===== DOCUMENT SEGMENT =====

Configuration File
The quickstart shows you the smallest useful configuration file. That is a nice way to get started, but there is more you can tell Anonimatron to do. This page walks through the XML configuration file and the options you can use when databases, files, custom anonymizers, and a few special cases come together.
If you ever get lost, ask Anonimatron to print an example:
./anonimatron.sh -configexample
Once you have a configuration file, run it like this:
./anonimatron.sh -config config.xml -synonyms synonyms.xml
The synonym file is where Anonimatron remembers that value A was replaced with value X. If you use the same synonym file in the next run, the same input values will get the same replacement values.

=====

● WORK ITEM A: Change "positive" to "foreground" in the entries, from the start of the entries through the line that contains "positive clicks: (613, 109)", and write out that stretch with nothing else altered.
● WORK ITEM B: What would come next in the text on the Anonimatron configuration file? Continue it from its last sentence.
The configuration text and the entries are unrelated to each other.

===== MATERIAL TO PROCESS =====

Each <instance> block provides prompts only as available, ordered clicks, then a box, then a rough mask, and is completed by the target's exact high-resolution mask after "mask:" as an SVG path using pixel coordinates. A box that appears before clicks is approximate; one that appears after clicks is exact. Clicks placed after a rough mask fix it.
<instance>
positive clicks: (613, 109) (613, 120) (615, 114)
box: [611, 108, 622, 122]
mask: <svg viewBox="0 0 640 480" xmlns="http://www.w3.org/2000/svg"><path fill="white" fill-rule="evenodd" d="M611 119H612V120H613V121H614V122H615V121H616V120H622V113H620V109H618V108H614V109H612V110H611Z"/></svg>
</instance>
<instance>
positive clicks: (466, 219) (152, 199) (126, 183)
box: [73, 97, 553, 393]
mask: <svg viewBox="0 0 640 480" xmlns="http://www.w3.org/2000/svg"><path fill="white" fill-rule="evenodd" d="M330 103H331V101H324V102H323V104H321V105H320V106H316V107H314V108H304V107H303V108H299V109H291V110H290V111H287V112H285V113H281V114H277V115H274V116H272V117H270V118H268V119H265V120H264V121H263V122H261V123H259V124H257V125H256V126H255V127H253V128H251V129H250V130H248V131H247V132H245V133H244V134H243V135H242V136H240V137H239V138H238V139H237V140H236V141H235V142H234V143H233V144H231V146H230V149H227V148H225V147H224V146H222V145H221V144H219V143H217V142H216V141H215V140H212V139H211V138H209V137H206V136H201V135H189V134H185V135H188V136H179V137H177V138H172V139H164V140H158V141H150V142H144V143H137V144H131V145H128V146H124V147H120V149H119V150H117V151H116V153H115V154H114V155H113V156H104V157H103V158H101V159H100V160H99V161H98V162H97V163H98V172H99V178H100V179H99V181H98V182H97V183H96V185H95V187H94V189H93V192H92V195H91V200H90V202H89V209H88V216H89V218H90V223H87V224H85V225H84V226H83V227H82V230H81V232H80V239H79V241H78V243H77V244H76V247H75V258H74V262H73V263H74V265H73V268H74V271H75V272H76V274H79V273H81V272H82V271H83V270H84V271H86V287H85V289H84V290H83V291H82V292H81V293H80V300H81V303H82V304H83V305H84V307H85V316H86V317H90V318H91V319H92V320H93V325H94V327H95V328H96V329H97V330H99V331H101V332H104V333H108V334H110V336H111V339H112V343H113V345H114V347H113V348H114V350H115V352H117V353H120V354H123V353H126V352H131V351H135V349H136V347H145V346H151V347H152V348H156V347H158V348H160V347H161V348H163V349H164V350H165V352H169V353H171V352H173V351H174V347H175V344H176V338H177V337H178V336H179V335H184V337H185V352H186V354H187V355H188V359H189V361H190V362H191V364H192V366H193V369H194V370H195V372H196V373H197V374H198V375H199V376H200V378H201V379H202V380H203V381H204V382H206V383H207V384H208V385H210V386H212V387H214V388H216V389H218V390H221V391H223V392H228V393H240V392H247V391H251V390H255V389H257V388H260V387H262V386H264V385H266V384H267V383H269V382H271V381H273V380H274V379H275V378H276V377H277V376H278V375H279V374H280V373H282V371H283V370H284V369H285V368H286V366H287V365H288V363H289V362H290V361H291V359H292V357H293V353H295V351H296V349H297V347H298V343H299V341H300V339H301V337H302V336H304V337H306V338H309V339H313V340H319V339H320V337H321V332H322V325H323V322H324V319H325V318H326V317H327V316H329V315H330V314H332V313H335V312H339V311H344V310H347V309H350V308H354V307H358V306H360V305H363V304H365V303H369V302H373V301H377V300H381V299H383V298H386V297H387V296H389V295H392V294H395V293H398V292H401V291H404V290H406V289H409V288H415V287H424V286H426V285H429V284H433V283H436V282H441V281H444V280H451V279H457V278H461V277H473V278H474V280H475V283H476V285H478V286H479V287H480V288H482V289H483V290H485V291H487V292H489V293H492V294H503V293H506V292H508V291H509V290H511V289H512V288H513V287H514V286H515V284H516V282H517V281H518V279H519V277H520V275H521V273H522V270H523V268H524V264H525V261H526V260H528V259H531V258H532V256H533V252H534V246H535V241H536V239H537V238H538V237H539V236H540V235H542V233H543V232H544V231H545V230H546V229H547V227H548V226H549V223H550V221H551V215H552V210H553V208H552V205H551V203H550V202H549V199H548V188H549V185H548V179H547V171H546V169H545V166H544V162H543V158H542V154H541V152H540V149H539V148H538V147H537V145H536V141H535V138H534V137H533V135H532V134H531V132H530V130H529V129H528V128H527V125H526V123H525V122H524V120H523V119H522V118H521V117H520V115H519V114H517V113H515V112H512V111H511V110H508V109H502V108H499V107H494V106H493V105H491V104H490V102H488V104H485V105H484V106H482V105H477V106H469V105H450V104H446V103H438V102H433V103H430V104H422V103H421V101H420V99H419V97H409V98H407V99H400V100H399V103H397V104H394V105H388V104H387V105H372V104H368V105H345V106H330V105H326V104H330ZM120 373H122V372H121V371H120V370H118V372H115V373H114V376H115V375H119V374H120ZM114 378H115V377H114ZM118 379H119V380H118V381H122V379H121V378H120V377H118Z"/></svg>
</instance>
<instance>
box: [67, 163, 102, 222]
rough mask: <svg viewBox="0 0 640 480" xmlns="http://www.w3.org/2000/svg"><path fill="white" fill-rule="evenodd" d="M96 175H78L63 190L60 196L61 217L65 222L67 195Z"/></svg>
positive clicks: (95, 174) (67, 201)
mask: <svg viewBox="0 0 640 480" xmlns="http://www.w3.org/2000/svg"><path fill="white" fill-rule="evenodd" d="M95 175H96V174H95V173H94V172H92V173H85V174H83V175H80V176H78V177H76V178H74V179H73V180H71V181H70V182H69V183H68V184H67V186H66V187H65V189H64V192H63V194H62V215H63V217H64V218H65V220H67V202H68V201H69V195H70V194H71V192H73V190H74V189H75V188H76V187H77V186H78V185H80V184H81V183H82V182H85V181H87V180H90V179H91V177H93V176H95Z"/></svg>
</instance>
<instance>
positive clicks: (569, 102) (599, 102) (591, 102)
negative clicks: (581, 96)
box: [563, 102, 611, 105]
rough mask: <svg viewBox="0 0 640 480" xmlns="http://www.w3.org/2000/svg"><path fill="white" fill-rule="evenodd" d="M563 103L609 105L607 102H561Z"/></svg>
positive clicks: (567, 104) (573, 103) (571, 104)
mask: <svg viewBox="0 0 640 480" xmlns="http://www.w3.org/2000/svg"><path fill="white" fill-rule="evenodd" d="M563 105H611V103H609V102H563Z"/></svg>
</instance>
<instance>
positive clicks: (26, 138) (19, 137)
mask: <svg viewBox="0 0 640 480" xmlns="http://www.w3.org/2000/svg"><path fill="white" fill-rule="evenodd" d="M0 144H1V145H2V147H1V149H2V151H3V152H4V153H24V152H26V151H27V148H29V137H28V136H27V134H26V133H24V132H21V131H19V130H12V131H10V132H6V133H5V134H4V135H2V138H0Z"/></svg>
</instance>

=====

● TASK RESULT A:
Each <instance> block provides prompts only as available, ordered clicks, then a box, then a rough mask, and is completed by the target's exact high-resolution mask after "mask:" as an SVG path using pixel coordinates. A box that appears before clicks is approximate; one that appears after clicks is exact. Clicks placed after a rough mask fix it.
<instance>
foreground clicks: (613, 109) (613, 120) (615, 114)

● TASK RESULT B:
A Bigger Example
Here is a configuration file which shows most of the moving parts. You probably do not need all of this on day one, but it is useful to see how the pieces fit together.
<?xml version="1.0" encoding="UTF-8"?>
<configuration jdbcurl="jdbc:mysql://localhost:3306/mydb"
userid="myuser"
password="mypassword"
salt="example-salt">
<anonymizerclass>my.package.FixedValueAnonymizer</anonymizerclass>
<filefilterclass>my.package.CsvFileFilter</filefilterclass>
<table name="userdata" fetchSize="500">
<column name="firstname" type="ROMAN_NAME" />
<column name="lastname" type="ELVEN_NAME" />
<column name="creditcardnr" type="RANDOMDIGITS">
<parameter id="mask">1111********</parameter>
</column>
<column name="session_token" type="STRING" shortlived="true" />
<discriminator columnname="contact_type" value="email">
<column name="contact_value" type="EMAIL_ADDRESS" />
</discriminator>
<discriminator columnname="contact_type" value="phone">
<column name="contact_value" type="RANDOMDIGITS" />
</discriminator>
</table>
<file inFile="customers.csv"
outFile="customers-anonymized.csv"
reader="com.rolfje.anonimatron.file.CsvFileReader"
writer="com.rolfje.anonimatron.file.CsvFileWriter"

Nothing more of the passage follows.